## Questões
(1) Responda a estas perguntas com base no prefácio:
(a) Quem fornece um enquadramento perspicaz no artigo teórico de abertura?
(b) Para que receberam os homens das ONG donativos generosos?
(c) O que promoveram em vez da propriedade colectiva dos meios de produção?
(2) Reescreva o trecho do prefácio que começa nas palavras "por James Petras" e termina depois de "boicotar a luta de classes.", substituindo "classes dirigentes" por "elites dominantes".

## Excerto do texto
● ● ●

Prefácio a "O Canto da Sereia"
por James Petras
Este livro, "O Canto da Sereia"
[1]
, é uma importante contribuição para a
clarificação de várias questões políticas e
académicas importantes. Antes de mais, os artigos analisam criticamente
os novos instrumentos ideológicos, políticos e sociais utilizados
pelas classes dirigentes para boicotar a luta de classes.
Especificamente, as contribuições concentram-se no envolvimento
das classes dirigentes na luta de classes pela base: o uso das chamadas
organizações não-governamentais (ONG) e a
manipulação e cooptação de slogans
"progressistas" ("delegação",
"participação democrática").
No artigo teórico de abertura, Carlos Montaño fornece um
enquadramento perspicaz. O artigo "A ilusão ou
auto-representação da sociedade civil" relaciona a
ascensão do neoliberalismo e o ataque às
organizações de classe e ao bem-estar social, com o
patrocínio estatal das ONG que se destinam a competir, cooptar e
subverter as organizações de classe empenhadas na luta de classes.
Perante o fim e a decadência da ideologia neoliberal convencional e a
ascensão da política de classe, após o recuo de regimes
autoritários na década de 80, as classes dirigentes imperialistas
e nacionais perceberam que não podiam governar apenas pela força
e pela violência. Procuraram e encontraram um pequeno exército de
activistas ex-esquerdistas, de intelectuais pós-marxistas
"renovados", de guerrilheiros arrependidos e de empresários
académicos complacentes, dispostos a desempenhar o papel de desviar as
organizações de classe da luta pelo poder estatal para a
colaboração de classes com vista a micro-mudanças no
interior do sistema neoliberal. A estratégia de
contra-revolução da classe dirigente foi concebida para
"reembalar" o regime neoliberal numa "Terceira Via" entre o
"capitalismo desenfreado" e o "socialismo estatal
autoritário". Os académicos e activistas
"pós-marxistas" asseguraram posições lucrativas,
tiveram acesso a uma fundação imperialista e a financiamentos
estatais e à protecção do regime contra a
repressão. Os homens das ONG receberam donativos generosos para comprar
veículos todo-o-terreno, contrataram pessoal, alugaram ou compraram
escritórios e edifícios bem mobilados, tudo em nome de
"organizar e capacitar as pessoas". Foram pagos para disseminar uma
ideologia e uma organização que substituíssem a
solidariedade de classe pela colaboração de classes, invocando a
delegação do poder individual. Promoveram o
"auto-emprego" em vez da propriedade colectiva dos meios de
produção. Concentraram-se na "pobreza" e não nas
relações exploradoras de classe que dão origem à
pobreza.

● ● ●

## Uma sequência de registos
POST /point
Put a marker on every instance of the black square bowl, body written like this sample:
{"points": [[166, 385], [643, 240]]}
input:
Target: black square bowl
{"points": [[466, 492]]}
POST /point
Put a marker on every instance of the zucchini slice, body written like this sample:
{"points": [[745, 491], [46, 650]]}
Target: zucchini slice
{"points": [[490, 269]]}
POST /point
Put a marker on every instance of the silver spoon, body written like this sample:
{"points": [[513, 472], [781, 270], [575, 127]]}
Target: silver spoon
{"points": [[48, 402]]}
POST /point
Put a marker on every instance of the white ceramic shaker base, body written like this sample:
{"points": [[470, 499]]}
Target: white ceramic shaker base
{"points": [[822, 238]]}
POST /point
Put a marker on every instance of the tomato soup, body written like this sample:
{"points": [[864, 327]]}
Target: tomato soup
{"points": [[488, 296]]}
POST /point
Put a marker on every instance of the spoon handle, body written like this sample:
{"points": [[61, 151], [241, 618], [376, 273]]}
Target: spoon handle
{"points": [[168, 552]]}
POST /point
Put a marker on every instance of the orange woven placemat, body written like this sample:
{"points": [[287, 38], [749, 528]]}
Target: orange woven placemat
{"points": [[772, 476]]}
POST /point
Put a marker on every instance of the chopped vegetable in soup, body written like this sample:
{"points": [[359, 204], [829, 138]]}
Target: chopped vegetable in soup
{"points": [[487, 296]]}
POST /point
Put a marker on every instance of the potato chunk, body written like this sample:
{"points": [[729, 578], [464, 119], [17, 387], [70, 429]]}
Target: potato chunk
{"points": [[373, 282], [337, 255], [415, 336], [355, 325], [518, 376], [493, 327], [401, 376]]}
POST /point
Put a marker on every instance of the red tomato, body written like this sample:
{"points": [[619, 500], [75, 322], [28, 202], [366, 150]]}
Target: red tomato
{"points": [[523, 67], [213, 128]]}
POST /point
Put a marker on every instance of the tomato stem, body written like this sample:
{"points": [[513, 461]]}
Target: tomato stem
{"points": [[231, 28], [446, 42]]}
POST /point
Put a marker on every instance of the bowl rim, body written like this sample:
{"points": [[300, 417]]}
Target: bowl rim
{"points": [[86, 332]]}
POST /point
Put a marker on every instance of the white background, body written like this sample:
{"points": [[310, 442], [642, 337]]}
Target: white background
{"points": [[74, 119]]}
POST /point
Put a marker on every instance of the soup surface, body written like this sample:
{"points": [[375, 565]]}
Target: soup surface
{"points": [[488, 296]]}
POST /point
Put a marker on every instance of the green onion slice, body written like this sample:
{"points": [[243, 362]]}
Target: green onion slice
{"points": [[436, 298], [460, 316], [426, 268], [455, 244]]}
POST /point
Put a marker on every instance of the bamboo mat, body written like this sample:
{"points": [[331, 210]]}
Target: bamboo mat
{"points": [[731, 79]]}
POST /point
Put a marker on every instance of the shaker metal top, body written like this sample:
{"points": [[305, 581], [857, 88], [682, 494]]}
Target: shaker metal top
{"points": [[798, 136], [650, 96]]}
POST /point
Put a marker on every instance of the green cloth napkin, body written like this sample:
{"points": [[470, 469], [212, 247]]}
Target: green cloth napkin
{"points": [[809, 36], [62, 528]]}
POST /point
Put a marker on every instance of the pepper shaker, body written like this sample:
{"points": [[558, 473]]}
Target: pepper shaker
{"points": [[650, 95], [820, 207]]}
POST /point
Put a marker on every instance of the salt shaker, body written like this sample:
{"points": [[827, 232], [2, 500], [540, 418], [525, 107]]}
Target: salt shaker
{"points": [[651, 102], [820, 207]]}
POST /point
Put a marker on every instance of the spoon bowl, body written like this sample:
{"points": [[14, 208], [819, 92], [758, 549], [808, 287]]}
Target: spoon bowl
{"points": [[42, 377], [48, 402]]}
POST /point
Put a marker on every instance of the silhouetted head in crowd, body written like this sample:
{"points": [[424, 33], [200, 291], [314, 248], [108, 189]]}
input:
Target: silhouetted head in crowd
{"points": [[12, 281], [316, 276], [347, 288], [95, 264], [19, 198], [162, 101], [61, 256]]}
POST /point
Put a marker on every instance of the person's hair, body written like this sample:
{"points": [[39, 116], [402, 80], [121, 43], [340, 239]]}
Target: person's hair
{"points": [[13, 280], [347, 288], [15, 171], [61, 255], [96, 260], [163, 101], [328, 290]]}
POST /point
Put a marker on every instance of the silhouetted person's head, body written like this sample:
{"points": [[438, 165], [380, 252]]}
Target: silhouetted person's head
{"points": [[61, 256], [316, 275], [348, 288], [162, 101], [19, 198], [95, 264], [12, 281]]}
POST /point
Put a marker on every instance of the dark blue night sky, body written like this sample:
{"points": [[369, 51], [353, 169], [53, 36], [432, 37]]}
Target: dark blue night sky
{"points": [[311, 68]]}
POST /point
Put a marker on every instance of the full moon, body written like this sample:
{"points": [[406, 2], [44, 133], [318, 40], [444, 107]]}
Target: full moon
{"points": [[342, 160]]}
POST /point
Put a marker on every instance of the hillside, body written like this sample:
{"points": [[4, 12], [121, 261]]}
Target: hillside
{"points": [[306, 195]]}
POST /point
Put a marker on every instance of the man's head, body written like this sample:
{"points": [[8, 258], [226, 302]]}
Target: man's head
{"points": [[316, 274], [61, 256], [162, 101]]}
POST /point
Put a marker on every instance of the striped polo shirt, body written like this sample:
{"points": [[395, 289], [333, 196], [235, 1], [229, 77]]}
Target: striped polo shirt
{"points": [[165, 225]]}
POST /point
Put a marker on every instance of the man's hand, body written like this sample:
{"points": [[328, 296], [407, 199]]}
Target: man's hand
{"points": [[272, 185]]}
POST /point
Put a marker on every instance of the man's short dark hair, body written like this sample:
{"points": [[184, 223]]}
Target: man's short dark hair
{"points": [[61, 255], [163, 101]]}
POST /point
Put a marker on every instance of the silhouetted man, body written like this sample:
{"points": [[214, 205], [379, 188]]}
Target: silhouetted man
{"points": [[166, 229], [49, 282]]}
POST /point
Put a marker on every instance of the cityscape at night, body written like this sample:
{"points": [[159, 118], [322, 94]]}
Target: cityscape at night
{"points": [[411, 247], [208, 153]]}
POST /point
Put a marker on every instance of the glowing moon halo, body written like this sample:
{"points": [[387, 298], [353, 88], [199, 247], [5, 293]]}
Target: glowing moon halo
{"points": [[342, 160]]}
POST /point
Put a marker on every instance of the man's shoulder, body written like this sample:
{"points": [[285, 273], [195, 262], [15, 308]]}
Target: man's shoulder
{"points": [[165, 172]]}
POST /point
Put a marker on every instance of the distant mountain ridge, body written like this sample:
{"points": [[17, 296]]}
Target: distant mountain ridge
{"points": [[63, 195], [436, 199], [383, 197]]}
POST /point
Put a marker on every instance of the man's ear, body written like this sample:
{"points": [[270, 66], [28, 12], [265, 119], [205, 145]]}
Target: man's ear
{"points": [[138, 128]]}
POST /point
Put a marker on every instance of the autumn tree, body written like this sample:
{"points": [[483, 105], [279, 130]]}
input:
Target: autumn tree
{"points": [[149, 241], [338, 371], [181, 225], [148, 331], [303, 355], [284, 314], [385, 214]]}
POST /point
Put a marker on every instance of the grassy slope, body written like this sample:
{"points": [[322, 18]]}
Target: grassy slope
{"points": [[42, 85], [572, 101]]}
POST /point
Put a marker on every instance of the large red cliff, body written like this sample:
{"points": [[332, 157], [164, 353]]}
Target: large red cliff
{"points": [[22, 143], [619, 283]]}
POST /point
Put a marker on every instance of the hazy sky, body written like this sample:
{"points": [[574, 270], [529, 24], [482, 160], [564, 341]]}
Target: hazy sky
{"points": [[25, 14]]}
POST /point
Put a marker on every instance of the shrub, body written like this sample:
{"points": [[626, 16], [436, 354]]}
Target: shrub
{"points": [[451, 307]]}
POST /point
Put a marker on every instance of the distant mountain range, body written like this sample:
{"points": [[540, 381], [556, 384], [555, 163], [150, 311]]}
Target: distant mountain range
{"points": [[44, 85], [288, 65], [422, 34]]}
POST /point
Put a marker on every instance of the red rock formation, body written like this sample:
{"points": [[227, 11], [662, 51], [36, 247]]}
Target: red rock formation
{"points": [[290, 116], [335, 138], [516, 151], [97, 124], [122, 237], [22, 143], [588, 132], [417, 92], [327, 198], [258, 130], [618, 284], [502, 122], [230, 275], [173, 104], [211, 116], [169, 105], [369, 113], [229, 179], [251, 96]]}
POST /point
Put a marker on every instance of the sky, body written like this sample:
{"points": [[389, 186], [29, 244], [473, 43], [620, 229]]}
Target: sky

● ● ●

## Conjunto de respostas
(1)
(a) Carlos Montaño.
(b) Para comprar veículos todo-o-terreno.
(c) O "auto-emprego".

(2)
por James Petras
Este livro, "O Canto da Sereia"
[1]
, é uma importante contribuição para a
clarificação de várias questões políticas e
académicas importantes. Antes de mais, os artigos analisam criticamente
os novos instrumentos ideológicos, políticos e sociais utilizados
pelas elites dominantes para boicotar a luta de classes.